== TRECHO DO DOCUMENTO

Homilia do Papa João Paulo II: Sagrado Coração (Ano A)

No dia 28 de junho de 1984 o Papa João Paulo II celebrou a Santa Missa da Solenidade do Sagrado Coração de Jesus no Hospital Gemelli em Roma por ocasião dos 25 anos da morte do Padre Agostino Gemelli [1].

Confira a seguir sua homilia, na qual reflete sobre as leituras da Solenidade para o Ano A (Dt 7,6-11; Sl 102; 1Jo 4,7-16; Mt 11,25-30).

Solenidade do Sagrado Coração de Jesus (Ano A)
 XXV Aniversário da Morte do Padre Agostino Gemelli
Homilia do Papa João Paulo II
Hospital Universitário Agostino Gemelli
Quinta-feira, 28 de junho de 1984

1. Aprendei de mim, porque sou manso e humilde de coração” (Mt 11,29).
É Cristo que fala. Com os olhos da fé nós O contemplamos na concretude da sua humanidade, graças à qual Ele é em tudo semelhante a nós, menos no pecado (cf. Hb 4,15). Semelhante em tudo e, portanto, também no fato de ter um coração que bate em seu peito, ativando nas suas veias o fluxo vital da circulação sanguínea. É precisamente a este coração que Ele se refere quando fala a nós, aqui reunidos em torno ao altar: “Aprendei de mim, porque sou manso e humilde de coração”.

Hoje, Solenidade litúrgica do Sagrado Coração, nesta instituição universitária e hospitalar dedicada ao Coração de Jesus, somos convidados a meditar sobre o mistério desse Coração divino, no qual pulsa o amor infinito de Deus pelo homem, por todo homem, por cada um de nós. Aquele amor que já Moisés testemunhava diante dos seus compatriotas, recordando-lhes: “O Senhor se afeiçoou a vós e vos escolheu, não por serdes mais numerosos que os outros povos - na verdade sois o menor de todos - mas, sim, porque o Senhor vos amou” (Dt 7,7-8). Aquele amor no qual o Apóstolo João viu a síntese de todo discurso sobre Deus, a ponto de poder afirmar: “Quem não ama, não chegou a conhecer Deus, pois Deus é amor” (1Jo 4,8).

====
== ITENS APRESENTADOS

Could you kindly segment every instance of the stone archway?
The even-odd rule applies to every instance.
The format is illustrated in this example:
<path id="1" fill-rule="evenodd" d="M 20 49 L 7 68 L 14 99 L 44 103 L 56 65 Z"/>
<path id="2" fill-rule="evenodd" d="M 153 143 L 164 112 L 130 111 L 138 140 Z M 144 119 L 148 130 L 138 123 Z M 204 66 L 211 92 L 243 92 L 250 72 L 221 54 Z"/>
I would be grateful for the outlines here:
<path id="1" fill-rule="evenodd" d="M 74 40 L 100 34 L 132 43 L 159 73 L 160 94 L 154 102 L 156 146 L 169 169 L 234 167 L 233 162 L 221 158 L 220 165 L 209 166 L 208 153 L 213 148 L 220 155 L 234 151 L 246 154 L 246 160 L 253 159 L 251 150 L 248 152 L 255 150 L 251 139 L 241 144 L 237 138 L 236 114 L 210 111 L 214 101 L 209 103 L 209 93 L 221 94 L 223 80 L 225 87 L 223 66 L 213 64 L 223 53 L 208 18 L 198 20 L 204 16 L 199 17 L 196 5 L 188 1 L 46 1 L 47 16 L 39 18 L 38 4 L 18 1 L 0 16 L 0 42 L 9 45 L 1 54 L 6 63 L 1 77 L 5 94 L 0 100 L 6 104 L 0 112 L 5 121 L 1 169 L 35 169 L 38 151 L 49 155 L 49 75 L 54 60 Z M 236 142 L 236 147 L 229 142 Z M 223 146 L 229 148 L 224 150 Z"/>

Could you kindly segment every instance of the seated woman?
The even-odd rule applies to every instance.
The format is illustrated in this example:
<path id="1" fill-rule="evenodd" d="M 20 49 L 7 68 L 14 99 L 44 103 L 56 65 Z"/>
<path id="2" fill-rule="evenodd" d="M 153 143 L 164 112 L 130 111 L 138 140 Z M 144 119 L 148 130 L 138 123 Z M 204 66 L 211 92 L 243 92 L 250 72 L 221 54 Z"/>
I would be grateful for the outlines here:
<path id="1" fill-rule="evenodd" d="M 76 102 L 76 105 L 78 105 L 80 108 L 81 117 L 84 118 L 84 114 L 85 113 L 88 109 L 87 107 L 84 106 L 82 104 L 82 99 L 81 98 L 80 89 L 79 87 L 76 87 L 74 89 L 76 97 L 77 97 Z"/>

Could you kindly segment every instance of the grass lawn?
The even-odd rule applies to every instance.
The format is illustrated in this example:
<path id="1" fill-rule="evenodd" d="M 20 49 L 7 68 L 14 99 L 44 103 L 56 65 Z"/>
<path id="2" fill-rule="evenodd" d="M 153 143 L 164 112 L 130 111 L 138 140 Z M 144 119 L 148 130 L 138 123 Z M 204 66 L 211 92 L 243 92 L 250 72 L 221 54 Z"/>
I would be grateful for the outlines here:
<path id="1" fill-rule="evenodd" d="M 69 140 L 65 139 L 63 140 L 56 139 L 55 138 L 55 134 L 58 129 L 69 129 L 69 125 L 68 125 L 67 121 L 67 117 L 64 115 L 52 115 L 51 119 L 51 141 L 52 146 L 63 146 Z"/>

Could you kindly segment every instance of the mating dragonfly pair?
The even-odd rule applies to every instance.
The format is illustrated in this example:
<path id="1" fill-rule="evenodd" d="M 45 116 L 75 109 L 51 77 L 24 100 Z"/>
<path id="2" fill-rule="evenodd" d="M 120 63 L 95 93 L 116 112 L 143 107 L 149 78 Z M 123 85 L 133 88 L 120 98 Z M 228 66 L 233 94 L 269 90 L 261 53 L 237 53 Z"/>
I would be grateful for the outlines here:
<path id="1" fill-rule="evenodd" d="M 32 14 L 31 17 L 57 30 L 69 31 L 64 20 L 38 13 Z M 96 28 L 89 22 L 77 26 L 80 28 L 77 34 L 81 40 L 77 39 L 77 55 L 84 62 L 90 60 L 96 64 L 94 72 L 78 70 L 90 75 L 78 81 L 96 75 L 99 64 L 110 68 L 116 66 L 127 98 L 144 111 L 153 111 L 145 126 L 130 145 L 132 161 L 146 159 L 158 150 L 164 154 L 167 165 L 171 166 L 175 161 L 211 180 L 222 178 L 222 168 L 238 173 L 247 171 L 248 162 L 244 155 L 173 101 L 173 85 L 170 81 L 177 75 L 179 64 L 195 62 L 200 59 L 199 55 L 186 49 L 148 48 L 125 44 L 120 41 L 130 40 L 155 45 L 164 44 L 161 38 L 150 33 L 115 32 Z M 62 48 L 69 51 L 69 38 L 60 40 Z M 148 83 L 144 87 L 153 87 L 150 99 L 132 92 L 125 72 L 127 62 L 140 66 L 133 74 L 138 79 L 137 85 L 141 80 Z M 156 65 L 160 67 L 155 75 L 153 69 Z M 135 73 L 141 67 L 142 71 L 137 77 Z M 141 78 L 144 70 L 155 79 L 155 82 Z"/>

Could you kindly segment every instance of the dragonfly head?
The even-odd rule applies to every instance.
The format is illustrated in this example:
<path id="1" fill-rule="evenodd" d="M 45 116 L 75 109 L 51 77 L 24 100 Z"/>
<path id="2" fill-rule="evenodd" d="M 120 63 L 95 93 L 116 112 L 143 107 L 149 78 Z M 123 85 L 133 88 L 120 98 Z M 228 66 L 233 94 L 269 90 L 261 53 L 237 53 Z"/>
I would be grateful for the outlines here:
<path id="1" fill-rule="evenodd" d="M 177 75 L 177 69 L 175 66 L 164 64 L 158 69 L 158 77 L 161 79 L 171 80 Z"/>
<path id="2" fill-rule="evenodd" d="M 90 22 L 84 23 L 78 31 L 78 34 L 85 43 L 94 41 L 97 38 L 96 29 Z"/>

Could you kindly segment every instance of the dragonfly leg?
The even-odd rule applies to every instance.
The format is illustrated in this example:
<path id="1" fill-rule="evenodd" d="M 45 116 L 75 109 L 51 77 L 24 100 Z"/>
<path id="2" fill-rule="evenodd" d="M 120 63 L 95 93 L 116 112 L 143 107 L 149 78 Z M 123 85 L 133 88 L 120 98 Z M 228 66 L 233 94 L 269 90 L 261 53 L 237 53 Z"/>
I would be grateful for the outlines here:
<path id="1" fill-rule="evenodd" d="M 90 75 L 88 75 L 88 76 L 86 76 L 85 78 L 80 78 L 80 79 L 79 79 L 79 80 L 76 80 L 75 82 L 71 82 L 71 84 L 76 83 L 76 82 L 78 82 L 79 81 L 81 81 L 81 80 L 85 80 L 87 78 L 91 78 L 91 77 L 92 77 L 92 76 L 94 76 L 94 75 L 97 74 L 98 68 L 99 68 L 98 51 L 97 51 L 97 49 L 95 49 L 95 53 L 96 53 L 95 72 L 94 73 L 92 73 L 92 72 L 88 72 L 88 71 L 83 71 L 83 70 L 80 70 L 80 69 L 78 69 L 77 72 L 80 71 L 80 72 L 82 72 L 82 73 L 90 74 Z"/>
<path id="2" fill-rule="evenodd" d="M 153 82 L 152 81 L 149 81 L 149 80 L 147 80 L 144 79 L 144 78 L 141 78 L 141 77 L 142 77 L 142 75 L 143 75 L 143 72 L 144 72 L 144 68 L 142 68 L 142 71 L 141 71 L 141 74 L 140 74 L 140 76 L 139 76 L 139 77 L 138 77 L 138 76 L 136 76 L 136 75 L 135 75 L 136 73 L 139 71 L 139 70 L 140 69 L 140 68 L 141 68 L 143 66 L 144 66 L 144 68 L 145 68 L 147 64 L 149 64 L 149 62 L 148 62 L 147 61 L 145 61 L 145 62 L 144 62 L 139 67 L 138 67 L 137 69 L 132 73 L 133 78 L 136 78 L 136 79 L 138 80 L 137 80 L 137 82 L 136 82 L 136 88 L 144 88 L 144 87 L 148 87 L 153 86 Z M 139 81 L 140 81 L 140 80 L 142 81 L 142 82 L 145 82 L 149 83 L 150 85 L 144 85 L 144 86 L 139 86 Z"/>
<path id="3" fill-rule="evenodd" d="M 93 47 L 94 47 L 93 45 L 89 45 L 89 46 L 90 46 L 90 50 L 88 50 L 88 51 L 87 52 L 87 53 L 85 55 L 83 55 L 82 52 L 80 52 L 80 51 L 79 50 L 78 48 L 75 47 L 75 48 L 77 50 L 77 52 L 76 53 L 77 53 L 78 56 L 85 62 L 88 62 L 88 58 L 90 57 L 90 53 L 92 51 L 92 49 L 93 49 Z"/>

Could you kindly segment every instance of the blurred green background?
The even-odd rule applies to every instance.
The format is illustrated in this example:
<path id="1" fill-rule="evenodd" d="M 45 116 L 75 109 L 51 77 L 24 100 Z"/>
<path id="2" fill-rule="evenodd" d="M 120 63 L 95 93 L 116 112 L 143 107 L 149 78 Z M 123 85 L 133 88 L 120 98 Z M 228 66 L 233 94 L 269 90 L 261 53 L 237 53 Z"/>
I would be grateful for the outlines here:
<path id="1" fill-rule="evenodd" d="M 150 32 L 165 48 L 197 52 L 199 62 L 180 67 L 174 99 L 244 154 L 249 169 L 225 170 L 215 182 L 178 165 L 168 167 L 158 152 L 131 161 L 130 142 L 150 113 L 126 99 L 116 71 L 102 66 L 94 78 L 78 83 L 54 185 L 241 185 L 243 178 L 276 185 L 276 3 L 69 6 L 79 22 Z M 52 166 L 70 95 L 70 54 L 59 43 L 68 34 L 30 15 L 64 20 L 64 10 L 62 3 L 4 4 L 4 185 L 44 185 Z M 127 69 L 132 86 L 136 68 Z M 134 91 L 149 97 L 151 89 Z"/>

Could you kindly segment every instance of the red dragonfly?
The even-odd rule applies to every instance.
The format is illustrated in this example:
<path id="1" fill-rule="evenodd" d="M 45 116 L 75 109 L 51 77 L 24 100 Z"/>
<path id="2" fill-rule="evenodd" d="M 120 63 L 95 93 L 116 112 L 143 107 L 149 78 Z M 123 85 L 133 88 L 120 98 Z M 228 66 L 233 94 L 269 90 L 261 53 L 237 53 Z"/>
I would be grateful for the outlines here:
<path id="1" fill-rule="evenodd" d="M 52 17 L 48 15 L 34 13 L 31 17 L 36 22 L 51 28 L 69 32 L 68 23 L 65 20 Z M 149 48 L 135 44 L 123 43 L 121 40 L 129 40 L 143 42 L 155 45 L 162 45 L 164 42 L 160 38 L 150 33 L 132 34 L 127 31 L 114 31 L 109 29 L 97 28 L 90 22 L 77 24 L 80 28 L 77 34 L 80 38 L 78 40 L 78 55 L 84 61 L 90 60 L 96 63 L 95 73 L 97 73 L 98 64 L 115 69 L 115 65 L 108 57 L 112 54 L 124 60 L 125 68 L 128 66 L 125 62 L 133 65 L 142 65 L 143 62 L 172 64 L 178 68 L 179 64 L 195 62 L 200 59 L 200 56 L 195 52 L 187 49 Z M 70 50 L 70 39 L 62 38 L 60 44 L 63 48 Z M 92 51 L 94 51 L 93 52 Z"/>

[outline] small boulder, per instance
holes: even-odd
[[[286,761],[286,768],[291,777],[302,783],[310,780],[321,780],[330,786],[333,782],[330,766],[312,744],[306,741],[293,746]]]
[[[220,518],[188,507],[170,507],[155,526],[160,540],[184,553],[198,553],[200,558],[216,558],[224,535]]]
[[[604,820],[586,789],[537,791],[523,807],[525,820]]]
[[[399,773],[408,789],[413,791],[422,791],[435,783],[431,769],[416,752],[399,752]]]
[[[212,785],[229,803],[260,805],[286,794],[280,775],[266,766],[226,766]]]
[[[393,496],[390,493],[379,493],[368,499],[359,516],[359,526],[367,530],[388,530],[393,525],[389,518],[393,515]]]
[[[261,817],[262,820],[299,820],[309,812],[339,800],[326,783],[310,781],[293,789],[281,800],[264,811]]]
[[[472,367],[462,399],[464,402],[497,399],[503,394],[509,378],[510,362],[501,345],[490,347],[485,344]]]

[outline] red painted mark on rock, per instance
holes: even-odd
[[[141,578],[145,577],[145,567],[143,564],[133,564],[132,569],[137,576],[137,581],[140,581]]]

====

Edite a parte da homilia que começa em "Homilia do Papa João Paulo II: Sagrado" e vai até "Jesus (Ano A)", reescrevendo-a com "Celebração Eucarística" no lugar de "Santa Missa".

# [TAREFA CONCLUÍDA]
Homilia do Papa João Paulo II: Sagrado Coração (Ano A)

No dia 28 de junho de 1984 o Papa João Paulo II celebrou a Celebração Eucarística da Solenidade do Sagrado Coração de Jesus no Hospital Gemelli em Roma por ocasião dos 25 anos da morte do Padre Agostino Gemelli [1].

Confira a seguir sua homilia, na qual reflete sobre as leituras da Solenidade para o Ano A (Dt 7,6-11; Sl 102; 1Jo 4,7-16; Mt 11,25-30).

Solenidade do Sagrado Coração de Jesus (Ano A)